GOAL A – Copy the records word for word, starting at the line with "search: smiling face" and going through the last line of the records.

SELECTED EXCERPT –
<<<<

Machu Picchu

A cold wind takes us over the Altiplano in Peru. The land is desolate and we only see Guanaco's. These Lama like animals with thick fur
are better equipped for the cold wind than us. After a hard day riding in the cold we pitch our tent and make a hot soup to recover.
It gets very cold at night and in the morning the bikes and tent are covered with frost. It's a hard life for the Indians here.
They keep sheep and lama's for meat and wool. A beautiful winding road brings us to Ollantaytambo, an old Incatown.
People tell us that it is possible to ride on our bikes to Machu Picchu. So we follow a small road that later changes into a track.
But we can ride on. Then the track gets really narrow and ends and only a railway goes on. When we ride our suzi's on the railway
kids start to shout and wave. We wave back. But suddenly we hear a horn and a train is heading to us. As quick as possible
we move our bikes away from the railway track. We just made it...


 

 

 

 

 

 

 


 

 

 

This is as far as we can go...

The next morning we take the local train from Ollantaytambo to Machu Picchu. Slowly the train crawls up the mountain.
All the seats in the train are taken and we stand with 14 people at the platform of the train. A little boy who sell peanuts makes
his way through us and climbes from our wagon on the outside to the other wagon...

>>>>

GOAL B – For each statement about the Machu Picchu travel story, say yes or no depending on whether the story agrees, and quote the words that decide it. (i) In the morning the bikes and tent were covered with frost. (ii) The track the riders followed went all the way to Machu Picchu. (iii) On the local train, the riders had seats.

GIVEN DATA –
<<<<

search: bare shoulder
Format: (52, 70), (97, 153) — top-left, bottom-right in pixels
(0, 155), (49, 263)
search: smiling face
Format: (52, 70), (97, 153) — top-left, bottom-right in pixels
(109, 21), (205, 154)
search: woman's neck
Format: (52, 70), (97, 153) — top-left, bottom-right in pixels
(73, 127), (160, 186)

>>>>

WORKED ANSWER A –
search: smiling face
Format: (52, 70), (97, 153) — top-left, bottom-right in pixels
(109, 21), (205, 154)
search: woman's neck
Format: (52, 70), (97, 153) — top-left, bottom-right in pixels
(73, 127), (160, 186)

WORKED ANSWER B –
(i) Yes: "in the morning the bikes and tent are covered with frost"
(ii) No: "Then the track gets really narrow and ends and only a railway goes on."
(iii) No: "All the seats in the train are taken and we stand with 14 people at the platform of the train."